#### DATA RECORDS
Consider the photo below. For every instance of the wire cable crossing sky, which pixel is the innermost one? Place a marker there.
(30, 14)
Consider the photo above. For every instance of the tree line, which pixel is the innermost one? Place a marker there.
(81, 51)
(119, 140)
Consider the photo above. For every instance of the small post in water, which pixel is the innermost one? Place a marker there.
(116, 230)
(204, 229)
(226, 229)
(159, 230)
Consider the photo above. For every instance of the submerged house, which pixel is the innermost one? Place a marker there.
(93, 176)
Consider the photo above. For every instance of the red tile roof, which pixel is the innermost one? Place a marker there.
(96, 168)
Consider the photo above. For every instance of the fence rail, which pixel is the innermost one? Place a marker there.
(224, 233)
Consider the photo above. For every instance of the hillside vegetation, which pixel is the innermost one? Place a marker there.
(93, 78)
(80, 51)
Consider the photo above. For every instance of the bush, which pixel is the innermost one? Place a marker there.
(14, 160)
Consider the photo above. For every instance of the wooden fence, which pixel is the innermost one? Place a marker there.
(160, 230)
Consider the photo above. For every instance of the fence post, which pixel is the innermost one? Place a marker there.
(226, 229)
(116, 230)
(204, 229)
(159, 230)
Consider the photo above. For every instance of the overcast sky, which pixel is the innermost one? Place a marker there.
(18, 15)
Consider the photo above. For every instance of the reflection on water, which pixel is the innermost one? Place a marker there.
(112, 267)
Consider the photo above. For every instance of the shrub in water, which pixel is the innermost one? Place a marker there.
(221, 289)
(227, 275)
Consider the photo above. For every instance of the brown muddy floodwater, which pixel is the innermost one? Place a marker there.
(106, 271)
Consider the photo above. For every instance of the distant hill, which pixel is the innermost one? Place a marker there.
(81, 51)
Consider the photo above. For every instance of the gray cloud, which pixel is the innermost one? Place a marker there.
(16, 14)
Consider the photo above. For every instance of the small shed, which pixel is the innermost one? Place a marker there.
########
■ EXERCISE REQUIREMENTS ■
Please retype all of the lines above exactly as they stand.

■ YOUR RESPONSE ■
Consider the photo below. For every instance of the wire cable crossing sky, which pixel is the innermost one? Place a marker there.
(30, 14)
Consider the photo above. For every instance of the tree line, which pixel is the innermost one? Place a marker there.
(81, 51)
(119, 140)
Consider the photo above. For every instance of the small post in water, which pixel is the innermost one? Place a marker there.
(116, 230)
(204, 229)
(226, 229)
(159, 230)
Consider the photo above. For every instance of the submerged house, which pixel is the innermost one? Place a marker there.
(93, 176)
Consider the photo above. For every instance of the red tile roof, which pixel is the innermost one? Place a marker there.
(96, 168)
Consider the photo above. For every instance of the fence rail, which pixel is the innermost one? Place a marker there.
(224, 233)
Consider the photo above. For every instance of the hillside vegetation, which pixel is the innermost one? Place a marker there.
(93, 78)
(80, 51)
Consider the photo above. For every instance of the bush, which pixel is the innermost one? Place a marker there.
(14, 160)
Consider the photo above. For every instance of the wooden fence, which pixel is the innermost one? Place a marker there.
(160, 230)
Consider the photo above. For every instance of the fence post, which pixel is the innermost one? Place a marker there.
(226, 229)
(116, 230)
(204, 229)
(159, 230)
Consider the photo above. For every instance of the overcast sky, which pixel is the innermost one? Place a marker there.
(18, 15)
Consider the photo above. For every instance of the reflection on water, which pixel is the innermost one? Place a marker there.
(112, 267)
Consider the photo above. For every instance of the shrub in water, which pixel is the innermost one? Place a marker there.
(221, 289)
(227, 275)
Consider the photo above. For every instance of the brown muddy floodwater, which pixel is the innermost one? Place a marker there.
(106, 271)
Consider the photo above. For every instance of the distant hill, which pixel is the innermost one? Place a marker there.
(81, 51)
Consider the photo above. For every instance of the gray cloud, which pixel is the innermost one? Place a marker there.
(16, 14)
Consider the photo above. For every instance of the small shed, which pixel is the innermost one? Place a marker there.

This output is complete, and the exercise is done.